## Set tasks
**A.** In the passage about the cased glass drop, where did the cone that the blunt end forms come to an end?
**B.** Rewrite the extracted data entries listing, starting at the line that contains "For each instance of the red military" and going through the last line of the listing. Copy each request as it stands and shift every number in the answer coordinates up by 130.

** BEGIN Document passage **

Fig. X. Let AB in the Figure X of the fourth Scheme represent the drop cased over with Icthyocolla or Isinglass, (by being ordered as is before prescribed) crazed or flawed into pieces, but by the skin or case kept in its former figure, and each of its flawed parts preserved exactly in its due posture; the outward appearance of it somewhat plainly to the naked eye, but much more conspicuous if viewed with a small lens appeared much after this shape. That is, the blunt end B for a pretty breadth, namely, as far as the Ring CCC seemed irregularly flawed with divers clefts, which all seemed to tend towards the Center of it, being, as I afterwards found, and shall anon shew in the description of the figure Y, the Basis, as it were, of a Cone, which was terminated a little above the middle of the drop, all the rest of the Surface from CCC to A was flawed with an infinite number of small and parallel Rings, which as they were for the most part very round, so were they very thick and close together, but were not so exactly flaw'd as to make a perfect Ring, but each circular part was by irregular cracks flawed likewise into multitudes of irregular flakes or tiles; and this order was observed likewise the whole length of the neck.

** END Document passage **
** BEGIN Provided records **

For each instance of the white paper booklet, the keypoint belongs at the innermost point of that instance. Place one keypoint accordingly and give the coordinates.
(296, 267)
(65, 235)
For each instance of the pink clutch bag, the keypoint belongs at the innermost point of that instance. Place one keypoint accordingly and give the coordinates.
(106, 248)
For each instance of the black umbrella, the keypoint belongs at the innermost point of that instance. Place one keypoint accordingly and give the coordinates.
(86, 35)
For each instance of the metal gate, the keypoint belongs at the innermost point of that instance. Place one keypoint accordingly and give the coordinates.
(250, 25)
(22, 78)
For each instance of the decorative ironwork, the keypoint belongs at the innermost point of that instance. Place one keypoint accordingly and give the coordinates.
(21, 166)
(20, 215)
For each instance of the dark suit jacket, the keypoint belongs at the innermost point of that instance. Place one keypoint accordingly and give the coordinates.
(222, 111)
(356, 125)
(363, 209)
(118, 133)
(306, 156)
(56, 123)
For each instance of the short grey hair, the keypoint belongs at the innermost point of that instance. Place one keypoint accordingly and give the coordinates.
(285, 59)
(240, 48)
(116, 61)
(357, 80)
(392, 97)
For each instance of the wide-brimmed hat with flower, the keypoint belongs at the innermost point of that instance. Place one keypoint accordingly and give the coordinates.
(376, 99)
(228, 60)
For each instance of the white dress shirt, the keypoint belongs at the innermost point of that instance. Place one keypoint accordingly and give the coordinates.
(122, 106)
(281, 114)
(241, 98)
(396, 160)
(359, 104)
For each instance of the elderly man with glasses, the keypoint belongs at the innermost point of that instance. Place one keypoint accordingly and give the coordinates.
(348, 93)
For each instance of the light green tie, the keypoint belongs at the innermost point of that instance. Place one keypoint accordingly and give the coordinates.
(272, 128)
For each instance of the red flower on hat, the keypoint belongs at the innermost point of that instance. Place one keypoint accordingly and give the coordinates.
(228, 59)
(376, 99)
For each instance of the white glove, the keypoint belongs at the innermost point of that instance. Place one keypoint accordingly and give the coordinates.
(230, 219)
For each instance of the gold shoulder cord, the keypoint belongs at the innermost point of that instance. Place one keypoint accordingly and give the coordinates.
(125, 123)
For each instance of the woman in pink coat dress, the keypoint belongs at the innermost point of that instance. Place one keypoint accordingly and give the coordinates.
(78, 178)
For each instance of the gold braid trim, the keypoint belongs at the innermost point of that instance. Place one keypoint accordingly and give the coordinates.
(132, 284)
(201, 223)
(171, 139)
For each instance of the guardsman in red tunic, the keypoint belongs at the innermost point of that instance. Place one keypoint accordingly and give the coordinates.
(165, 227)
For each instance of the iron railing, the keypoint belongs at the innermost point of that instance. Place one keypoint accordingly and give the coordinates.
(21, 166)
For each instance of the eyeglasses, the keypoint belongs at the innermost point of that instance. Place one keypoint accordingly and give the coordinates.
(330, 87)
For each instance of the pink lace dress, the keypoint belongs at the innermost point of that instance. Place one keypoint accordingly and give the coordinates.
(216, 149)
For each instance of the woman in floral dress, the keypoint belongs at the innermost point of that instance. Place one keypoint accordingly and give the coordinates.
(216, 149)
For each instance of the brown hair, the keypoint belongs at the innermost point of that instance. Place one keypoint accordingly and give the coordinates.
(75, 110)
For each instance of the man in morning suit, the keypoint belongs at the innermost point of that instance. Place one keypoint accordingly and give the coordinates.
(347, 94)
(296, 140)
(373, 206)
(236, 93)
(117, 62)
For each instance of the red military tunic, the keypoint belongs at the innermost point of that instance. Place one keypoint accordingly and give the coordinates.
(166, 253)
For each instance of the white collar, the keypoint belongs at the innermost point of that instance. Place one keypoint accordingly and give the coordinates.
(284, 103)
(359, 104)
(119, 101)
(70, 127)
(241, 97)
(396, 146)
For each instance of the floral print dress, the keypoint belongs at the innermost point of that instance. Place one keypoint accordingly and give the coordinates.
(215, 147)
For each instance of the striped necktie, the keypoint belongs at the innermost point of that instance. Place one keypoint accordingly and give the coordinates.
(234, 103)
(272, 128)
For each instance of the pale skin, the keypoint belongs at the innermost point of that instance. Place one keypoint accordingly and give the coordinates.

** END Provided records **

## Solution list
**A.** A little above the middle of the drop.

**B.**
For each instance of the red military tunic, the keypoint belongs at the innermost point of that instance. Place one keypoint accordingly and give the coordinates.
(296, 383)
For each instance of the white collar, the keypoint belongs at the innermost point of that instance. Place one keypoint accordingly and give the coordinates.
(414, 233)
(489, 234)
(249, 231)
(200, 257)
(371, 227)
(526, 276)
For each instance of the floral print dress, the keypoint belongs at the innermost point of that instance. Place one keypoint accordingly and give the coordinates.
(345, 277)
For each instance of the striped necktie, the keypoint belongs at the innermost point of that instance. Place one keypoint accordingly and give the coordinates.
(364, 233)
(402, 258)
For each instance of the pale skin, the keypoint belongs at the innermost point of that instance. Place one keypoint accordingly and give the coordinates.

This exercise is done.